(WORK TO BE COMPLETED) Take the material below and write it all out again exactly.
------ RECORDS ------
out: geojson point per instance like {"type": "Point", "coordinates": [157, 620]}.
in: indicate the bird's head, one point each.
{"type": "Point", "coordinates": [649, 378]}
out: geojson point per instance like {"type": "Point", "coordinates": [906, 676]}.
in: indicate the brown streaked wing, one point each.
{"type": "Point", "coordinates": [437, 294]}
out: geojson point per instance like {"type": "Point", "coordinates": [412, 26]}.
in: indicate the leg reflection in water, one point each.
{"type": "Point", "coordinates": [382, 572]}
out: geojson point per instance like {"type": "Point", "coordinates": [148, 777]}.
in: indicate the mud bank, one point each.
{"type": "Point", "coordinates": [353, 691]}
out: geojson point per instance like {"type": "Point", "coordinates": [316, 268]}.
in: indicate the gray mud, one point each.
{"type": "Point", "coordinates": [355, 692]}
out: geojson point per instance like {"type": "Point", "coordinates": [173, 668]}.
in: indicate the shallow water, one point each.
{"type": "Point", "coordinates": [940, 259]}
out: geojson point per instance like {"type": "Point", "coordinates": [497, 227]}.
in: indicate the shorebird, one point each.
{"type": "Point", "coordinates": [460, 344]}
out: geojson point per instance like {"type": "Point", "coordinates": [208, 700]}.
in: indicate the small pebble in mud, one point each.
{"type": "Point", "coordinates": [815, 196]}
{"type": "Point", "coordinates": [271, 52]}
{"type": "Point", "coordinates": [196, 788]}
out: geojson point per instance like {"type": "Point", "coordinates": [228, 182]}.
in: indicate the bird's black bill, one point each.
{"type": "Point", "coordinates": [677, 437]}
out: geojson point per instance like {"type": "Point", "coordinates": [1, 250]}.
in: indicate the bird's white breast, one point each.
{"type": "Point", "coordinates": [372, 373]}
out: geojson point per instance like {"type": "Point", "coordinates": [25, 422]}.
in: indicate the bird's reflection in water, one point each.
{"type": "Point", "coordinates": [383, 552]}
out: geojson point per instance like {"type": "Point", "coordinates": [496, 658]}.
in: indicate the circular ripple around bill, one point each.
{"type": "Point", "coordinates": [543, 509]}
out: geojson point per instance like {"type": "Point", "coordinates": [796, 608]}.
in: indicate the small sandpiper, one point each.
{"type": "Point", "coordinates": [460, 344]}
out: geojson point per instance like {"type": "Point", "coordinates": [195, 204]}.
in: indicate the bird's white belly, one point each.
------
(FULL ANSWER)
out: geojson point per instance like {"type": "Point", "coordinates": [157, 620]}.
in: indicate the bird's head, one point each.
{"type": "Point", "coordinates": [649, 378]}
out: geojson point per instance like {"type": "Point", "coordinates": [906, 676]}.
in: indicate the brown streaked wing, one point each.
{"type": "Point", "coordinates": [437, 294]}
out: geojson point per instance like {"type": "Point", "coordinates": [412, 26]}.
in: indicate the leg reflection in water, one point each.
{"type": "Point", "coordinates": [382, 572]}
out: geojson point per instance like {"type": "Point", "coordinates": [148, 777]}.
in: indicate the mud bank, one point each.
{"type": "Point", "coordinates": [353, 691]}
out: geojson point per instance like {"type": "Point", "coordinates": [316, 268]}.
in: indicate the gray mud, one point each.
{"type": "Point", "coordinates": [355, 692]}
out: geojson point per instance like {"type": "Point", "coordinates": [173, 668]}.
in: indicate the shallow water, one point each.
{"type": "Point", "coordinates": [940, 259]}
out: geojson point per instance like {"type": "Point", "coordinates": [497, 227]}.
in: indicate the shorebird, one point each.
{"type": "Point", "coordinates": [460, 344]}
out: geojson point per instance like {"type": "Point", "coordinates": [208, 700]}.
in: indicate the small pebble in mud, one point each.
{"type": "Point", "coordinates": [815, 196]}
{"type": "Point", "coordinates": [271, 52]}
{"type": "Point", "coordinates": [196, 788]}
out: geojson point per instance like {"type": "Point", "coordinates": [228, 182]}.
in: indicate the bird's black bill, one point each.
{"type": "Point", "coordinates": [677, 437]}
out: geojson point per instance like {"type": "Point", "coordinates": [1, 250]}.
in: indicate the bird's white breast, one point each.
{"type": "Point", "coordinates": [372, 373]}
out: geojson point per instance like {"type": "Point", "coordinates": [25, 422]}.
in: indicate the bird's reflection in water, one point each.
{"type": "Point", "coordinates": [383, 552]}
out: geojson point per instance like {"type": "Point", "coordinates": [496, 658]}.
in: indicate the circular ripple around bill, one point each.
{"type": "Point", "coordinates": [543, 509]}
out: geojson point per instance like {"type": "Point", "coordinates": [796, 608]}.
in: indicate the small sandpiper, one point each.
{"type": "Point", "coordinates": [460, 344]}
out: geojson point per instance like {"type": "Point", "coordinates": [195, 204]}.
in: indicate the bird's white belly, one point each.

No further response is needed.